Text passage:
■ ■ ■
In step 106, after a drive has been discovered in step 104, the process checks if the discovered drive device is an SAS device If not, then it is assumed to be a SATA device (in the described embodiment), and the process continues to step 108, in which the process checks whether the detected SATA drive is a replacement drive that has replaced a previous drive (e.g., a drive that failed), or a new drive, newly inserted into the disk array system and which does not specifically replace any other drive (and thus can add to the storage capacity of the system). The new or replacement status of a drive can be determined, for example, by examining the PHY address of the disk and correlating this address to a drive slot; a replacement drive will have the same drive slot as a failed drive (e.g., a RAID expander (which allows more drives to be connected to a RAID system) can store the discovered PHY address using the SMP to generate alerts on device insertion and removal. This allows the system to keep a running count of the number of changes to the subsystem, and to know, via the Expander PHY address, the slot of a connected device). If it is a replacement drive, then the process continues to step 110 in which an entry corresponding to the drive in a drive configuration table or SATA table is marked to indicate the drive is a replacement, e.g. by changing a flag or writing some other designator. The process then continues to step 118, described below. The SATA table can be a table or other organizational structure in memory accessible to the controller 22 which tracks the SATA drives currently provided in the system. If it is not a replacement drive (i.e., is a new drive), the process continues to step 112, in which the drive is listed in a new entry in the SATA table. The process then continues to step 118, described below.

If the discovered device is a SAS device in step 106, then the process continues to step 114, in which the process checks whether the detected drive is a replacement drive or a new drive. If it is a replacement, then the process continues to step 116 in which an entry corresponding to the drive in the drive configuration table or an SAS table is marked to indicate the drive is a replacement. The SAS table can track the current SAS drives of the system. The process then continues to step 118, described below. If it is a new drive, the process continues from step 114 to step 117, in which the drive is listed in a new entry in the SAS table. The process then continues to step 118, described below.

In step 118, the process checks whether discovery of drives is complete. If not, the process returns to step 104 to perform additional discovery. Otherwise, the discovery process is complete at 119.
■ ■ ■
Task:
Decide whether each statement agrees with the drive discovery text, answering yes or no and quoting the words that settle it: (a) A discovered drive that is not an SAS device is assumed to be a SATA device. (b) A new SAS drive is marked as a replacement in the SAS table. (c) If discovery is not complete at step 118, the process goes back to step 104. The data after this point is separate from the drive discovery text.

Information supplied:
■ ■ ■
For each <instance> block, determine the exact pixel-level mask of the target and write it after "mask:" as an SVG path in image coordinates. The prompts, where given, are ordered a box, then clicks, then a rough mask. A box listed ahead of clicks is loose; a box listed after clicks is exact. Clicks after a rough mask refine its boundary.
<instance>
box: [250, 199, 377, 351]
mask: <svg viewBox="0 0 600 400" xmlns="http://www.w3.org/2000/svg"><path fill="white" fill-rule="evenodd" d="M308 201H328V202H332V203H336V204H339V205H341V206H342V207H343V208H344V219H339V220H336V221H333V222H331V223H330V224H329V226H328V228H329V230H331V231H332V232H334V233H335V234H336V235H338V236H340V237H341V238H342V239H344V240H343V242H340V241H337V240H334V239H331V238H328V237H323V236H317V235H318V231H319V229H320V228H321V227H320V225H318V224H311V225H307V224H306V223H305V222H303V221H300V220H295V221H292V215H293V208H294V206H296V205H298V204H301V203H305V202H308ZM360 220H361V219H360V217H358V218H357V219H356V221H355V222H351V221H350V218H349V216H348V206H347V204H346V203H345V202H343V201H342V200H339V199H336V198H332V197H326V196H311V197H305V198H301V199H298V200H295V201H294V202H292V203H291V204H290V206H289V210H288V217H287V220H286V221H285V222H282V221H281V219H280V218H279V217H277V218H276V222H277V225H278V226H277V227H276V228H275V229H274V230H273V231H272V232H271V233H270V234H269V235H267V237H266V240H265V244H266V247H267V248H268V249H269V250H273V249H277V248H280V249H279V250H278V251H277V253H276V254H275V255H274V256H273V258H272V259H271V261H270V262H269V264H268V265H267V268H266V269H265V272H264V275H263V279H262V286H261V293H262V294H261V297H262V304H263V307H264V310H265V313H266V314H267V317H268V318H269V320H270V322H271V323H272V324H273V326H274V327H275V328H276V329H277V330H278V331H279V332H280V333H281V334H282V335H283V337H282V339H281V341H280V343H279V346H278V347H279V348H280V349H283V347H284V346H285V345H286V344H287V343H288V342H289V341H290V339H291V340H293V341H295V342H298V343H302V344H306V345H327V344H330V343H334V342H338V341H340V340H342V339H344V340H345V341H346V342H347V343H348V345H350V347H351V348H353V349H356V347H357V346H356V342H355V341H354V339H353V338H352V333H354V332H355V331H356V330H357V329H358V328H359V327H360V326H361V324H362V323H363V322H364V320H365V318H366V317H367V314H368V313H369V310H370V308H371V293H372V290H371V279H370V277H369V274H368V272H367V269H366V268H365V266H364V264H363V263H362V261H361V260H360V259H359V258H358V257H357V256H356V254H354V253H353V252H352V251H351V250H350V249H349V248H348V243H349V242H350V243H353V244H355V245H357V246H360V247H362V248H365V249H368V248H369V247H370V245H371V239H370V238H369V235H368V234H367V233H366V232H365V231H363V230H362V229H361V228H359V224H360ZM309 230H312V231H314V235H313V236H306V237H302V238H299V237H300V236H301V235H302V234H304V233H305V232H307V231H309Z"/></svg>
■ ■ ■
Solution for this problem:
(a) Yes: "If not, then it is assumed to be a SATA device"
(b) No: "If it is a new drive, the process continues from step 114 to step 117, in which the drive is listed in a new entry in the SAS table."
(c) Yes: "If not, the process returns to step 104 to perform additional discovery."